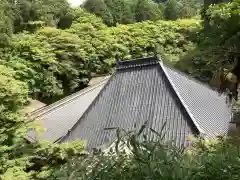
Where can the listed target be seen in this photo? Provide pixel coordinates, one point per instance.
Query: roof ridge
(140, 62)
(191, 78)
(46, 109)
(181, 99)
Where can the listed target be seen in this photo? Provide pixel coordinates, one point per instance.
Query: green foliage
(135, 158)
(124, 11)
(218, 44)
(6, 23)
(48, 11)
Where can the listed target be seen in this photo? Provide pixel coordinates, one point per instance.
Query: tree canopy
(49, 50)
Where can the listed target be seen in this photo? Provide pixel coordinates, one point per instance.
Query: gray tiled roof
(145, 90)
(207, 109)
(59, 117)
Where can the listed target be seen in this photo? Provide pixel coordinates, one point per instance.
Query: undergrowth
(133, 157)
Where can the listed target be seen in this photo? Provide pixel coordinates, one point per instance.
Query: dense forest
(49, 50)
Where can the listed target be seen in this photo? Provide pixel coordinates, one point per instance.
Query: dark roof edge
(201, 131)
(46, 109)
(86, 111)
(152, 60)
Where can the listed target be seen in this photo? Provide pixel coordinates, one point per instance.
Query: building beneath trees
(141, 91)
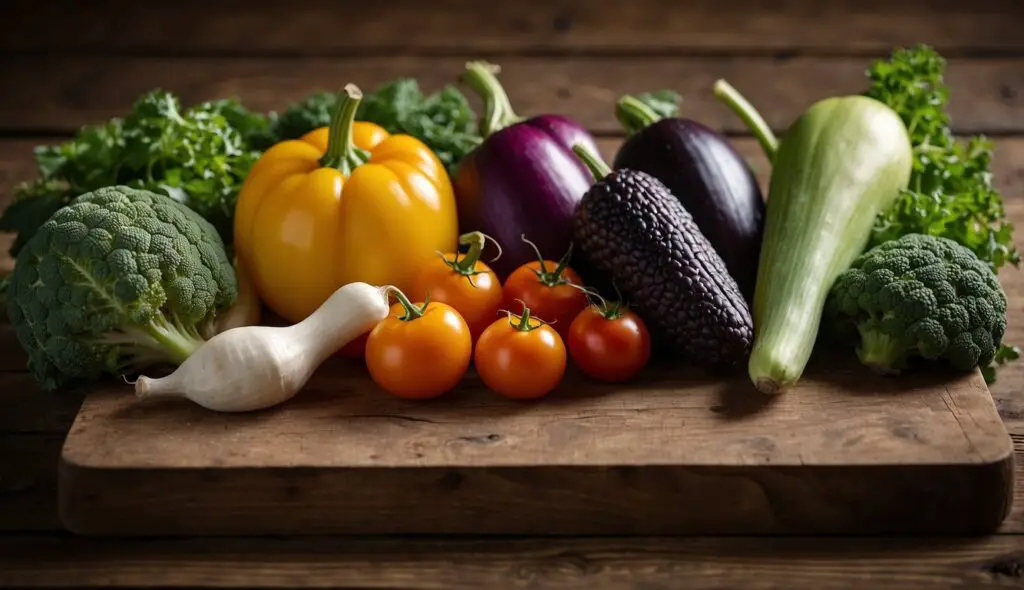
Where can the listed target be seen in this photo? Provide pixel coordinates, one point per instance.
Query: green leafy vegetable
(119, 280)
(199, 157)
(921, 296)
(950, 194)
(443, 121)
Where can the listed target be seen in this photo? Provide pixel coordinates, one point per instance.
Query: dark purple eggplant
(523, 180)
(711, 179)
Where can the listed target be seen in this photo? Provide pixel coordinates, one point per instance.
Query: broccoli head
(118, 280)
(921, 296)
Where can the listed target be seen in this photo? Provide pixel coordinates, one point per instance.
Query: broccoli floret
(921, 296)
(118, 280)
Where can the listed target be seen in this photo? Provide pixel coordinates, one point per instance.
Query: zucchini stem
(750, 116)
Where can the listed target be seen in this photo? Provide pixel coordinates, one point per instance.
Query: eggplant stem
(593, 162)
(634, 115)
(498, 112)
(750, 116)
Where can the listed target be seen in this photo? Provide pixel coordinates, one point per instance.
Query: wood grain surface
(558, 563)
(409, 27)
(58, 94)
(674, 452)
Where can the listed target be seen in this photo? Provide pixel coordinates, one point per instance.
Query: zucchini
(843, 162)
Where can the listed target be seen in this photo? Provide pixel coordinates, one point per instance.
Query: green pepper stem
(593, 162)
(341, 151)
(739, 106)
(634, 114)
(498, 112)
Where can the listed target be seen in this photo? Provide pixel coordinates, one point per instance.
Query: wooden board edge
(630, 501)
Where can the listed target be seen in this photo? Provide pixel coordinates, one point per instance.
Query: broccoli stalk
(119, 280)
(882, 352)
(920, 296)
(161, 340)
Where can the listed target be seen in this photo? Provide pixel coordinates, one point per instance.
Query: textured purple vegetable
(708, 175)
(522, 180)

· · · · ·

## TO DO
Pictures excluded, quote all the data above exactly.

## OUTPUT BELOW
Where can the listed target be seen in this photo? Provide pixel coordinates, one point per instance.
Query: roof ridge
(140, 62)
(191, 78)
(46, 109)
(181, 99)
Where can the listed target be seen in this photo? Provide pixel coordinates, one point per instance.
Query: green foliage
(135, 158)
(124, 11)
(218, 44)
(6, 23)
(48, 11)
Where can the listed target be seen in this photo? Provide pixel coordinates, one point per instance.
Query: tree canopy
(49, 50)
Where can the listed target be seen in this photo? Provide pixel coordinates, one point per instance.
Query: gray tiled roof
(145, 90)
(207, 109)
(59, 117)
Where can the listed target be seen in this photo? Provide pixel coordinates, one point per instance.
Query: undergrowth
(133, 157)
Where can the listed target be seen in this photo? Provide pixel coordinates, one point per instance.
Query: dense forest
(49, 50)
Where can the listed target be seen in this photo? Provide pixel coordinates, one point per instance.
Query: dark roof edge
(201, 131)
(46, 109)
(86, 111)
(152, 60)
Where can the listed target be seen in this photo? Provide pixel coordinates, one point per instance.
Query: building beneath trees
(141, 91)
Where can the listed target be seen in this photo? Provide pixel coordinates, one point per instance.
Query: green leafy vegetable
(119, 280)
(199, 157)
(921, 296)
(950, 194)
(443, 121)
Where can the listed target be seen in this photo? Provide pixel coordinates, one point per instance.
Query: dark purple eggplant
(523, 180)
(711, 179)
Where can the listed target be seen in this photo? Provide pixel coordinates, one point per instance.
Query: broccoli head
(118, 280)
(921, 296)
Where can the listed target be seen in this photo? Provide pixel coordinates, one point per instance.
Query: broccoli floret
(921, 296)
(118, 280)
Where can the listed target be seen in this photo? Provide pixel coordinates, one point per instance.
Query: zucchini stem
(750, 116)
Where can the listed target be seen in this photo? Provide pixel coordinates, one point per instance.
Query: eggplant stem
(593, 162)
(634, 115)
(498, 112)
(750, 116)
Where can the listed target be seen in this photo? Provide pixel coordinates, one point per instance.
Query: wood grain surface
(558, 563)
(409, 27)
(58, 94)
(674, 452)
Where can the listed target be seen in this photo? Provide pixel coordinates, one point per instance.
Query: zucchini
(843, 162)
Where can the listed target be seen in this photo? Provide pixel coordinates, one point per instance.
Query: green pepper stem
(593, 162)
(341, 151)
(739, 106)
(634, 114)
(498, 112)
Where can the listed target be seen in this photo? Provide pixel coordinates, one point per instance.
Query: wooden board edge
(630, 501)
Where can the listed target be seen in this photo? Provide pixel coordinates, one point per instance.
Query: broccoli stalk
(119, 280)
(882, 352)
(920, 296)
(161, 340)
Where can the listed target be seen in this photo? Provide pixel coordinates, one point per instance.
Query: textured purple vegetable
(708, 175)
(522, 180)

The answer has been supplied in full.